┌──
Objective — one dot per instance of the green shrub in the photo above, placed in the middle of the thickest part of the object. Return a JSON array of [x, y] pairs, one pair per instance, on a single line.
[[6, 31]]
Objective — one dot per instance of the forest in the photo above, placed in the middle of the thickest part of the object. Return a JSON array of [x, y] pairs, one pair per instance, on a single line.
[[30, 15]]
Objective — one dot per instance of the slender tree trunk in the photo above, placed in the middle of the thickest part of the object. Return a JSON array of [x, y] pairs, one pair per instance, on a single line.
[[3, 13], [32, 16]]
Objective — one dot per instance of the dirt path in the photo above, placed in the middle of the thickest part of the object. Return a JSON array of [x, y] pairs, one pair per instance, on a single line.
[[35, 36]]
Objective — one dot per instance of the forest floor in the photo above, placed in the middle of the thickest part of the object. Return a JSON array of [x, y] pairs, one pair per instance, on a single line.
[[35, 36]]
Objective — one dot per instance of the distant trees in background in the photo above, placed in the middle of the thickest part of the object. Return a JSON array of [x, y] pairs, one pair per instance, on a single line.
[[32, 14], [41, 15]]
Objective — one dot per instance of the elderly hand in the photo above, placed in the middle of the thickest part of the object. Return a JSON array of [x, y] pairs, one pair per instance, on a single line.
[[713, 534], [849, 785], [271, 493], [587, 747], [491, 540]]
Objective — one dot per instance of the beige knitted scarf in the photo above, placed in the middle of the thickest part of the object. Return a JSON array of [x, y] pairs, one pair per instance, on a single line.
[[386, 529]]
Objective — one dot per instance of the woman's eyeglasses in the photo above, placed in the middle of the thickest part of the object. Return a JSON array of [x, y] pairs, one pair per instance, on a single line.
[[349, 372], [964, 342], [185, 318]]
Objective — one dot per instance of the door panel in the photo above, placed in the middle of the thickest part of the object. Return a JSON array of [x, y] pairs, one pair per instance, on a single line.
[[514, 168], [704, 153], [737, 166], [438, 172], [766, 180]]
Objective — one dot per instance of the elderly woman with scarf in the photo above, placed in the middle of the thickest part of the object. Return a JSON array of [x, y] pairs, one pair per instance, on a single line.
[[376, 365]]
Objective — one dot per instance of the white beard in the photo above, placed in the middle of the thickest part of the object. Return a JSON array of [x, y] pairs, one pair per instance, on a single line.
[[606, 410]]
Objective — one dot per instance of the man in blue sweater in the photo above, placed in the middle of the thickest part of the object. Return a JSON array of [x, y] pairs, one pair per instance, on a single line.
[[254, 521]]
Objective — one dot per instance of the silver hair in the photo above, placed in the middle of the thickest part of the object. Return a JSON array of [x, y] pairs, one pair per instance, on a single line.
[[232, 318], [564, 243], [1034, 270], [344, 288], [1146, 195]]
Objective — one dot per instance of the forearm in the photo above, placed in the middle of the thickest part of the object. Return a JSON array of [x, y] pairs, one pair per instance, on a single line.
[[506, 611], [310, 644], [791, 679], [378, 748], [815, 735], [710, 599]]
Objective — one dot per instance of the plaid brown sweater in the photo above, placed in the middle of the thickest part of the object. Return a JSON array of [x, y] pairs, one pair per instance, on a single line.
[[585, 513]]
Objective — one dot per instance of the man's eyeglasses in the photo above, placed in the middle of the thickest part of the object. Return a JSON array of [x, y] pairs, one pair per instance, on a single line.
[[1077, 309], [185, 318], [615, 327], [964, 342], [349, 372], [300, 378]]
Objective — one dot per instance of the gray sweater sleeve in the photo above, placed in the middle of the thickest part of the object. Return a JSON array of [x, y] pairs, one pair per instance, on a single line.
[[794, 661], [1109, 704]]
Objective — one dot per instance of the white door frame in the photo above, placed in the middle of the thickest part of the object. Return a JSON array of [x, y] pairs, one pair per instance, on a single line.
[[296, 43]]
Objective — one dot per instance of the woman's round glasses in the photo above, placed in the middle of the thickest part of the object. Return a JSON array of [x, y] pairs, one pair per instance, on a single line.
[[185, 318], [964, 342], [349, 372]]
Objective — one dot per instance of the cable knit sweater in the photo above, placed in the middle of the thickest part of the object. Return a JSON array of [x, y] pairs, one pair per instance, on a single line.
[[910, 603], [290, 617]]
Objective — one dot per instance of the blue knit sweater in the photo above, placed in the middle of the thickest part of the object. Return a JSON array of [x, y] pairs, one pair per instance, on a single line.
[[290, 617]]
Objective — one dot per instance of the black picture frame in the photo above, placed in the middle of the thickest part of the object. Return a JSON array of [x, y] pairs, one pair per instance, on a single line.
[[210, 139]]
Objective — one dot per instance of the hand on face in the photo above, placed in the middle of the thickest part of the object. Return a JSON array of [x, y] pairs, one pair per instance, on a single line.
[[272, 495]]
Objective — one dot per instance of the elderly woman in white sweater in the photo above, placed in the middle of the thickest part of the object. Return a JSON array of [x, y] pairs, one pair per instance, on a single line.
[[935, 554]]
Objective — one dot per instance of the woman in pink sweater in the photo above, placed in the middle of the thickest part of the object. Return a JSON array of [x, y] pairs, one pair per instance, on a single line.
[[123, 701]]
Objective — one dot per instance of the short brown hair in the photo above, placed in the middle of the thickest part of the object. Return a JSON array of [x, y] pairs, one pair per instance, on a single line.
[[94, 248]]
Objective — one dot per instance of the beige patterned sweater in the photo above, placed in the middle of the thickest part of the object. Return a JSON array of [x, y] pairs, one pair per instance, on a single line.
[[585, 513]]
└──
Brief:
The answer is the full data, repeated exactly as shown.

Written response:
Objective — one dot per instance of the green shrub in the photo above, placed in the middle of the thickest part of the object. Return a JSON array of [x, y] pairs, one pair per instance, on a single line.
[[6, 31]]
Objective — one dot per instance of the forest in the photo above, placed in the middle of the thickest part of the object. Return a JSON array of [x, y] pairs, one pair per instance, on a single line.
[[30, 15]]
Objective — one dot per instance of the slender tree trunk in the photo above, placed in the middle of the thickest part of the object. Return a JSON array of [x, y] pairs, one pair per instance, on a single line.
[[3, 13], [32, 16]]
Objective — one dot per instance of the dirt path in the photo above, placed in the middle of the thickest part of the object. Return a JSON array of [x, y] pairs, one pair per instance, on a single line.
[[35, 36]]
Objective — one dot per instance of the forest floor in the photo above, placed in the middle of the thickest part of the object. Return a JSON array of [x, y] pairs, one pair per instance, on a single line.
[[35, 36]]
Objective — one dot per instance of the distant trees in background in the photo above, placed in the middle of the thickest part of the object. Return a JSON array of [x, y] pairs, one pair per instance, on a single line.
[[32, 14], [41, 15]]
Objective — one dot per instance of the elderly hand in the photo above, placed in the middle of the thickest part of the object. Return a JSON array of [x, y] pairs, one pair per instance, on a single line.
[[713, 534], [849, 785], [271, 493], [587, 747], [491, 540]]
Objective — one dot per instance of the beige knitted scarf in the photo above, placed in the middle of the thickest part of the object. Return a JSON array of [x, y] pairs, one pair per instance, on a single line.
[[386, 529]]
Objective — one dot per instance of the woman's eyeglasses in the photo above, placed in the middle of the thickest part of the object. Return a JSON array of [x, y] pairs, one pair per instance, on a single line.
[[349, 372], [964, 342], [185, 318]]
Objective — one dot per instance of the door panel in the photo above, placed in the middle of the thickest part of the object. Return a JSON array of [x, y] pairs, one pair per instance, on a single line.
[[514, 168], [704, 153], [737, 166], [438, 172], [766, 180]]
Objective — one dot per instance of the elderly woman with scarf in the photo above, placed in the middle of the thickest part of the object. Return a JSON array of [x, y] pairs, one pair per instance, on a single line.
[[376, 365]]
Objective — one dot per instance of the white beard in the photo above, placed in the middle of the thickest part of the object. Return a JSON array of [x, y] pairs, one pair per instance, on a single line.
[[606, 410]]
Objective — one dot per instance of the man in blue sweater in the photo above, placed in the middle of the thickest part of the object. Return a JSON array of [x, y] pairs, one pair per instance, on a single line.
[[254, 521]]
Objective — one dot per instance of the silver hair in the photo above, placed in the middle of the thickest part of the object. Return a JSON array of [x, y] pairs, one pair per instance, on a single line.
[[232, 318], [564, 243], [1034, 270], [344, 288], [1146, 195]]
Objective — one dot per instance of the forearm in the photo above, placed in the middle of the thickest part of the object. Return a JSON array of [x, y] pairs, one pair per instance, on a single line.
[[506, 611], [310, 644], [791, 679], [378, 748], [815, 735], [710, 599]]
Objective — one dot per instance of the plaid brown sweater in the photo above, placed in the middle of the thickest part of the object. Return a JSON array of [x, y] pairs, one pair per instance, on a single line.
[[585, 513]]
Objective — one dot per instance of the man's eyeglasses in the photo above, placed in the middle of the thickest part of the object. Return a JSON array of [x, y] pairs, one pair per instance, on a single line.
[[1077, 309], [185, 318], [615, 327], [964, 342], [349, 372], [300, 378]]
Objective — one dot per instance of the gray sweater sleeve in the photo above, placed in the middle of the thickest part of the object. Return a JSON array of [x, y] pairs, one pair per instance, on a single line.
[[794, 661], [1109, 704]]
Objective — one dot per instance of the white door frame in the photo above, placed in the middle of the thickest part of the object. Return a JSON array of [x, y] pairs, one pair per instance, on a single line.
[[296, 43]]
Objective — one dot per instance of the woman's round glasses in the photo above, placed in the middle of the thickest part of the object. Return a JSON array of [x, y] pairs, one pair per instance, on a single line.
[[185, 318], [964, 342], [349, 372]]
Objective — one dot per instance of the cable knit sweater in the photo above, placed in the middle of the thickest part of the object. Return a JSON array of [x, y] pairs, one pair per instance, on a single line.
[[910, 603], [290, 617]]
Objective — one dot per instance of the blue knit sweater in the photo above, placed in the middle of the thickest part of the object. Return a JSON array of [x, y] pairs, one pair per instance, on a single line.
[[290, 617]]
Objective — one dot per instance of the black picture frame in the photo above, placed in the middle of the thickest part of the object. Return a JSON array of [x, y] pairs, one pair per instance, on a single line.
[[210, 139]]
Objective — one dot per instance of the hand on face in the photo above, placed in the middle of the thickest part of the object. Return a JSON array of [x, y] pairs, one pair per instance, on a single line.
[[272, 495]]
Objective — one dot per instance of the elderly woman in white sweater in the photo above, placed in the middle of the thickest part of the object. Return a JSON array of [x, y] pairs, one pair per instance, on a single line.
[[935, 554]]
Objective — one dot per instance of the woman in pink sweater in the photo above, placed in the middle of the thickest part of the object. Return a JSON array of [x, y] pairs, one pair per instance, on a single line.
[[123, 701]]
Objective — one dot per instance of the short brown hair in the photo above, placed in the middle of the thickest part of the object. Return a JSON array of [x, y] pairs, one pair per instance, on a single line.
[[94, 248]]
Objective — one dot per instance of the beige patterned sweater in the photo above, placed in the middle of the thickest part of the object. Return a JSON array of [x, y] pairs, one pair per instance, on a single line.
[[585, 513]]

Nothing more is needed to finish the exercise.